# Extract:
---
Greece to present draft reform bill
Greece says it will discuss with its creditors tomorrow a draft bill of reforms it hopes will earn their approval and pave the way for the unlocking of vitally needed bailout funds.
The draft bill is expected to include measures proposed by finance minister Yanis Varoufakis during the negotiations with creditors, which have dragged on for over three months and raised concerns the country might not get the loans in time to avoid a debt default.
The bill will be discussed with representatives of the International Monetary Fund, European Central Bank and European Commission, dubbed the Brussels Group, at a meeting in the Belgian capital on Thursday, two government officials said.
The draft was expected to be discussed during a Greek cabinet meeting set for Thursday afternoon.
Officials from the eurozone's finance ministries, the commission and European Central Bank, known as the Euro Working Group, would be meeting later today.
"The aim of the negotiation at all levels is the achievement of a mutually beneficial agreement," one official said. "The Greek government is optimistic that this will be achieved soon."
Deputy prime minister Yannis Dragasakis said he believed the two sides would reach at least an interim agreement in the first few days of May.
"Today we are seeking a solution. But 'any solution' is not good enough. It must be a viable solution," Mr Dragasakis said in an interview on Sto Kokkino radio.
Prime minister Alexis Tsipras said this week he expects a deal to be reached by May 9, in time for the next finance ministers' meeting on May 11.
---
# Supplied records:
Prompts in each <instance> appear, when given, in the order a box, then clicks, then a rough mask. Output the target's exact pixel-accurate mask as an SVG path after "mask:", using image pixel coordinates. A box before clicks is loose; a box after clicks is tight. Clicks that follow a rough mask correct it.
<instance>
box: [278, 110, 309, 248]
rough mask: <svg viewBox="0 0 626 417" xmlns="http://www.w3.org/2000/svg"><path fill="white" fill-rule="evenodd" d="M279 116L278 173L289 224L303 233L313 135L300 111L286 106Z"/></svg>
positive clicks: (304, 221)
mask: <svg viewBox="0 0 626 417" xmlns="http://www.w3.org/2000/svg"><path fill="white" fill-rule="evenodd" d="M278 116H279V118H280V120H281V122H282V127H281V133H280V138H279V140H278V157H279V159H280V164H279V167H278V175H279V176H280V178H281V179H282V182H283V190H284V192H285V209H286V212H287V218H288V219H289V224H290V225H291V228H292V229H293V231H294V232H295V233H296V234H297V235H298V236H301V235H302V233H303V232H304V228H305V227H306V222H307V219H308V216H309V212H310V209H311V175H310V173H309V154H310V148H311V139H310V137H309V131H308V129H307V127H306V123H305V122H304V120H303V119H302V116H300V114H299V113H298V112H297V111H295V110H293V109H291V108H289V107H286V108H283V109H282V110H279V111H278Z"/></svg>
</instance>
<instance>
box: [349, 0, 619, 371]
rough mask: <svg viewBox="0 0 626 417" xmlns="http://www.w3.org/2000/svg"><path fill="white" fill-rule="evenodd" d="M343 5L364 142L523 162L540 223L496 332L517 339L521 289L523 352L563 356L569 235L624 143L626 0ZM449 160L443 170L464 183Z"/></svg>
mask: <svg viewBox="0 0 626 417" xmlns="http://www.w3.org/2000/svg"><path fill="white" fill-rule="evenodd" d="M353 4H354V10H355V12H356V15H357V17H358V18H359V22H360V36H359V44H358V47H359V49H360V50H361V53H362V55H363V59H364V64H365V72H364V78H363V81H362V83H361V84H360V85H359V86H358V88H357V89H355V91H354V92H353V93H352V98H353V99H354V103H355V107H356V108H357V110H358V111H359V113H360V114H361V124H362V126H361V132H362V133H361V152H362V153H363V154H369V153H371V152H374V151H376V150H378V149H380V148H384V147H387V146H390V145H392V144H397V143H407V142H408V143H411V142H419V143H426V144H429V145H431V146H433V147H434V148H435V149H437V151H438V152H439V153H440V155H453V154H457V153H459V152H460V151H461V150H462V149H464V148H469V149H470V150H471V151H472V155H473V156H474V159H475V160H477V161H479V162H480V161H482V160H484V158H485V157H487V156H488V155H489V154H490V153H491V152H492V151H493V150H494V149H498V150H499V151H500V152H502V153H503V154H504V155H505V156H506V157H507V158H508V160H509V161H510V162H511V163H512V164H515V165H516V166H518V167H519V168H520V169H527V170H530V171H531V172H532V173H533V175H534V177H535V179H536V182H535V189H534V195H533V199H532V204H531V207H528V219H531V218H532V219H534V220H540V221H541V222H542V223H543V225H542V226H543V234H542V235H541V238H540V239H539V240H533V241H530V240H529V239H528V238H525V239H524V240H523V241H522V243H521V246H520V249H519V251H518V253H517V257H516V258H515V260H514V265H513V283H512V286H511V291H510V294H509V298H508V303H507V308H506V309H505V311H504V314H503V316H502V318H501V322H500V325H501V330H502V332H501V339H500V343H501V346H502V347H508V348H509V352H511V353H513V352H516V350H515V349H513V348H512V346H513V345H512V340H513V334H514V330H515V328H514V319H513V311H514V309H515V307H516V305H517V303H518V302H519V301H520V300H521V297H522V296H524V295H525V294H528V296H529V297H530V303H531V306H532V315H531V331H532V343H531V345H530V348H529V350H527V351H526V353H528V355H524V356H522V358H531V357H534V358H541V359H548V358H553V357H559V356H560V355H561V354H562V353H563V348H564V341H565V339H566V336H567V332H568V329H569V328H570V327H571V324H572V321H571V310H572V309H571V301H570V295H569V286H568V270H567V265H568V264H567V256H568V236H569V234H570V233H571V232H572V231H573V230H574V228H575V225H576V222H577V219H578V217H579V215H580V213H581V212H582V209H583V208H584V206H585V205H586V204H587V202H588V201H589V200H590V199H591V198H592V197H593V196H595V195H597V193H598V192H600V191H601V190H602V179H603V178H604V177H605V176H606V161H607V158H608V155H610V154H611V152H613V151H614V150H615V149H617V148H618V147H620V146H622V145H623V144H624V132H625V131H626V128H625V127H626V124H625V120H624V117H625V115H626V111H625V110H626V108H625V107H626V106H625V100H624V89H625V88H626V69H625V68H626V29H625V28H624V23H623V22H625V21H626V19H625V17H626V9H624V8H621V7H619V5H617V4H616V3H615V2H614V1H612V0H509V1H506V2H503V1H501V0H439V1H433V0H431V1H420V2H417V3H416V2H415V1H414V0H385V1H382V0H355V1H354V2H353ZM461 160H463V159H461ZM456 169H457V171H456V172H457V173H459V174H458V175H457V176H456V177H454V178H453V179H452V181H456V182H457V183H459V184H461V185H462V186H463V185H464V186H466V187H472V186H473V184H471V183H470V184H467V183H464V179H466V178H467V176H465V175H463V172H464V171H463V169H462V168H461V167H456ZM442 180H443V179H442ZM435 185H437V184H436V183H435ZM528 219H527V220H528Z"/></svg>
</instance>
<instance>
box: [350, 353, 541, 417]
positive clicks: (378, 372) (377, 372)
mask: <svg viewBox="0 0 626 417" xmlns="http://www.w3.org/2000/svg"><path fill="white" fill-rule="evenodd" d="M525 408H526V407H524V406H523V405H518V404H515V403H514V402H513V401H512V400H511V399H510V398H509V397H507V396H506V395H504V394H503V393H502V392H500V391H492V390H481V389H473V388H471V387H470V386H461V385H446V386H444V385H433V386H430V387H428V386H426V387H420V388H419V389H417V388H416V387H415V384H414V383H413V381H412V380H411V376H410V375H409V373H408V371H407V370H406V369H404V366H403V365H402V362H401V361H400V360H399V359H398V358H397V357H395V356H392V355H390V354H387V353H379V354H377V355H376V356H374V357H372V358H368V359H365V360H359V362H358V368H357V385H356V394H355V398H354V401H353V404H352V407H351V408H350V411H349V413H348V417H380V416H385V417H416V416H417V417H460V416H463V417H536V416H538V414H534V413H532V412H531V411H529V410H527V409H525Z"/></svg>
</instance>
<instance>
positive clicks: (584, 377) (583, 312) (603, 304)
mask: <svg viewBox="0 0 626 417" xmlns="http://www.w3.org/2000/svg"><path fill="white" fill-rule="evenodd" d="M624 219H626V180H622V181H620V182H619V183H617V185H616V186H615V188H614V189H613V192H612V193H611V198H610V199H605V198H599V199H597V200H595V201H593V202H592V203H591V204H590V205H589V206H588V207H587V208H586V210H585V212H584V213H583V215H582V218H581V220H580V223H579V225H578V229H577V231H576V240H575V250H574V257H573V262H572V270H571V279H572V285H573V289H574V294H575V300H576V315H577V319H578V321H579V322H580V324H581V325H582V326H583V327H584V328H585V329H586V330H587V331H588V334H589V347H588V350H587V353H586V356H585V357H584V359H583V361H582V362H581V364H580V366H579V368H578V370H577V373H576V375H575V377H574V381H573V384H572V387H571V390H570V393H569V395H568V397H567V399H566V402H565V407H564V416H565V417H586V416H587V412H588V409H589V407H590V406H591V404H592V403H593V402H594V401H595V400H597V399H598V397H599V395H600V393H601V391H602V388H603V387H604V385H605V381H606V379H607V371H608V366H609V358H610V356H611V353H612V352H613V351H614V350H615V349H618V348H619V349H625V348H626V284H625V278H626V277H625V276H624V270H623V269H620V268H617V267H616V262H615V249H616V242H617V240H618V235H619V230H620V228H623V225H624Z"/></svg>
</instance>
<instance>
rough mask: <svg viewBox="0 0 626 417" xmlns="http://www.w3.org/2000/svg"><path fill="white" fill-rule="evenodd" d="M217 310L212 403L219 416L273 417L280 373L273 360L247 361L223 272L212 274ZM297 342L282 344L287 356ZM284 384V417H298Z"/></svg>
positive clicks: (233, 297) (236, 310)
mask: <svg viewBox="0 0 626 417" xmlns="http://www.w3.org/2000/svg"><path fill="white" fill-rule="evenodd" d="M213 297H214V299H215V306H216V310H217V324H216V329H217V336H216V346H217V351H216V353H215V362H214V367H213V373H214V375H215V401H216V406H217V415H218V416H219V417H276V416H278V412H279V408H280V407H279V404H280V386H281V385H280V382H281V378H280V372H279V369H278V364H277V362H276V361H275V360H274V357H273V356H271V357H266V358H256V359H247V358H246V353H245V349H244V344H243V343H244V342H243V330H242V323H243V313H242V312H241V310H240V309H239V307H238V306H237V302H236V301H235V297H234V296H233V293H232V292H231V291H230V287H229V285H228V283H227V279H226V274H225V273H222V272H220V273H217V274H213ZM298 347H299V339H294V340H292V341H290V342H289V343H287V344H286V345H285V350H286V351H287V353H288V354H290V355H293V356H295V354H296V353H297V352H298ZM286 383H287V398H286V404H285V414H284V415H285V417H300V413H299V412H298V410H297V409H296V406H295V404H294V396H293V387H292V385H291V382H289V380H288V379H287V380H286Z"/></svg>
---
# Task set:
a. In the Greek reform article, rewrite the stretch from "The draft bill" through "meeting later today.", swapping "Thursday" for "Friday".
b. In the Greek reform article, by what date does Prime Minister Alexis Tsipras expect a deal to be reached?
c. Continue the article about Greece's draft reform bill from its last sentence.

# Exercise responses:
a.
The draft bill is expected to include measures proposed by finance minister Yanis Varoufakis during the negotiations with creditors, which have dragged on for over three months and raised concerns the country might not get the loans in time to avoid a debt default.
The bill will be discussed with representatives of the International Monetary Fund, European Central Bank and European Commission, dubbed the Brussels Group, at a meeting in the Belgian capital on Friday, two government officials said.
The draft was expected to be discussed during a Greek cabinet meeting set for Friday afternoon.
Officials from the eurozone's finance ministries, the commission and European Central Bank, known as the Euro Working Group, would be meeting later today.

b. May 9

c.
The exact contents of the bill have not been publicly announced, but are expected to include reforms to some tax measures. Athens hopes they will be sufficient for its creditors to approve the disbursement of the final 7.2 billion euro (£5.1 billion) instalment from its 240 billion euro (£172 billion) bailout.
After long delays and with Greece expected to run out of cash within weeks, hopes rose this week that progress was finally being made.
The European Commission said yesterday that talks were now "being made more productive and efficient" and that the pace of negotiations had "intensified" since last weekend's meeting of eurozone finance ministers, where Mr Varoufakis came under intense pressure from his colleagues.
Time is running out. Greece faces nearly one billion euro (£717 million) in debt repayments to the IMF by May 12. It is expected to be able to meet the repayment as well as this month's pensions and salaries if it raises as much as it expects from a planned move to use cash reserves from state enterprises.
But beyond that repayment date, Greece will have trouble finding the money to keep the country running and pay off debts. The government is locked out of the international borrowing market by sky-high interest rates that reflect investor fears it will default.